**INSTRUCTIONS TO FOLLOW**
Reproduce the whole listing that follows, exactly as it stands.

* * * *

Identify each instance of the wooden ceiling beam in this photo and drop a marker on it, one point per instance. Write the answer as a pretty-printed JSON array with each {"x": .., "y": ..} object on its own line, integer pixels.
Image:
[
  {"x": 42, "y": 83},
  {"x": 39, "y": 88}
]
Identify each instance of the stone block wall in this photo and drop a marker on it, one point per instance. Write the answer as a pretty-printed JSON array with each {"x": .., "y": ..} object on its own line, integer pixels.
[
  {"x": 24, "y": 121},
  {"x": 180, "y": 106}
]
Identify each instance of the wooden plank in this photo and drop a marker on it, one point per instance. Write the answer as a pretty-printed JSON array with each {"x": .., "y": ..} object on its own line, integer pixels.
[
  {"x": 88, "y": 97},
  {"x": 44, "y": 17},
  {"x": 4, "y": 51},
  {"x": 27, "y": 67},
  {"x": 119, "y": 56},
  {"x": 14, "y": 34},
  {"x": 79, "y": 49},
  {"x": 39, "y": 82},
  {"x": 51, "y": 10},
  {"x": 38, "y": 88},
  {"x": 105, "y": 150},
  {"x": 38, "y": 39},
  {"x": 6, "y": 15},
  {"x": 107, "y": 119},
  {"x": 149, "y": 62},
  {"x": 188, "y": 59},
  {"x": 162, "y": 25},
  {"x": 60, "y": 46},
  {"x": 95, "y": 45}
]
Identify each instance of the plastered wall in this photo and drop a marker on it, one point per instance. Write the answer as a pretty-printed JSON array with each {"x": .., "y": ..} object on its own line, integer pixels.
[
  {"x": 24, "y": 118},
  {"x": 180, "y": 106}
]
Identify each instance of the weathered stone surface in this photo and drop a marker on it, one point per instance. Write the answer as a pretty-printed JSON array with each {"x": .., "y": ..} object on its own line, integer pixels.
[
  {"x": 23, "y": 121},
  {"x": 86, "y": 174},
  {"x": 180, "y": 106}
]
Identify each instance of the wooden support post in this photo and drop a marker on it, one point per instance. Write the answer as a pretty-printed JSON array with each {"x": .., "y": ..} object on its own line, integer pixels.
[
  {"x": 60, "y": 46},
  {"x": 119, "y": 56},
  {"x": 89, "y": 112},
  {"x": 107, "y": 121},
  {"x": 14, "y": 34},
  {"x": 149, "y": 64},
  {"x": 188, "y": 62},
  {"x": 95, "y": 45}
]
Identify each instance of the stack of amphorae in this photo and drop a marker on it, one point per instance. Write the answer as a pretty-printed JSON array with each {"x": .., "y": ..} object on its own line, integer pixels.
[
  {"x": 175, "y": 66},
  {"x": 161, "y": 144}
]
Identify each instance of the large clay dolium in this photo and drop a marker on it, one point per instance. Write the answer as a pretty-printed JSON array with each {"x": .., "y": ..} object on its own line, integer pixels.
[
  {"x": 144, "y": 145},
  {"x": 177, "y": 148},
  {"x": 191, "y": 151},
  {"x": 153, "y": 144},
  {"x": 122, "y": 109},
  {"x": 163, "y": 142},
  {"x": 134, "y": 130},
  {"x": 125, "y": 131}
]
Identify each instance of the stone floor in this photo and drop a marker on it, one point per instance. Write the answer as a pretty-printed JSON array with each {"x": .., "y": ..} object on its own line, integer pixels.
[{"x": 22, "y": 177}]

* * * *

**ANSWER TO THIS PROBLEM**
Identify each instance of the wooden ceiling beam in this photo and drop a marker on it, one point per instance. Write the answer as a pretty-printed JSON array with each {"x": .., "y": ..} object on its own line, integer pixels.
Image:
[
  {"x": 42, "y": 83},
  {"x": 39, "y": 88}
]
Identify each instance of the stone block wall in this photo and drop a marker on it, one point per instance. Write the answer as a pretty-printed JSON array with each {"x": .., "y": ..} object on its own line, integer pixels.
[
  {"x": 24, "y": 121},
  {"x": 180, "y": 106}
]
Identify each instance of the wooden plank in this photo and drop a marker on it, one point per instance. Write the answer as a pretty-printed JSON array with each {"x": .., "y": ..} object on its own line, integer pixels.
[
  {"x": 88, "y": 97},
  {"x": 44, "y": 17},
  {"x": 4, "y": 51},
  {"x": 27, "y": 67},
  {"x": 119, "y": 56},
  {"x": 14, "y": 34},
  {"x": 79, "y": 49},
  {"x": 39, "y": 82},
  {"x": 51, "y": 10},
  {"x": 38, "y": 88},
  {"x": 105, "y": 150},
  {"x": 38, "y": 39},
  {"x": 6, "y": 15},
  {"x": 107, "y": 119},
  {"x": 149, "y": 62},
  {"x": 188, "y": 59},
  {"x": 162, "y": 25},
  {"x": 60, "y": 46},
  {"x": 95, "y": 45}
]
Identify each instance of the plastered wall in this photo and drop a marker on it, one point per instance. Write the answer as a pretty-printed JSON array with each {"x": .., "y": ..} object on its own line, integer pixels.
[
  {"x": 24, "y": 118},
  {"x": 180, "y": 106}
]
Identify each instance of the weathered stone surface in this photo and drop a marker on it, one point per instance. Write the answer as a pretty-printed JSON array with each {"x": .., "y": ..} object on its own line, integer pixels.
[
  {"x": 23, "y": 121},
  {"x": 86, "y": 174},
  {"x": 180, "y": 106}
]
Identify each instance of the wooden support post in this photo and drop a marker on it, one point per instance. Write the answer as a pretty-printed JSON array with each {"x": .., "y": ..} object on its own line, integer pixels.
[
  {"x": 60, "y": 46},
  {"x": 119, "y": 56},
  {"x": 89, "y": 112},
  {"x": 107, "y": 121},
  {"x": 14, "y": 34},
  {"x": 149, "y": 64},
  {"x": 188, "y": 62},
  {"x": 95, "y": 45}
]
Identify each instance of the stack of amphorae in this photo and drop a marker on it, one point per instance. Write the answer as a pretty-printed JSON array with each {"x": .., "y": ..} object on its own line, integer pixels.
[
  {"x": 175, "y": 66},
  {"x": 161, "y": 144}
]
Identify each instance of the large clay dolium in this photo and drop a marker on it, one point per instance. Write the answer as a pretty-printed JSON array with each {"x": .., "y": ..} object on its own line, integer pixels.
[
  {"x": 144, "y": 145},
  {"x": 177, "y": 148},
  {"x": 191, "y": 151},
  {"x": 153, "y": 144},
  {"x": 122, "y": 109},
  {"x": 163, "y": 142},
  {"x": 134, "y": 130},
  {"x": 125, "y": 131}
]
Identify each instance of the stone floor in this photo and drop a marker on it, one point per instance. Write the answer as a pretty-printed JSON array with each {"x": .., "y": ..} object on its own line, integer pixels.
[{"x": 22, "y": 177}]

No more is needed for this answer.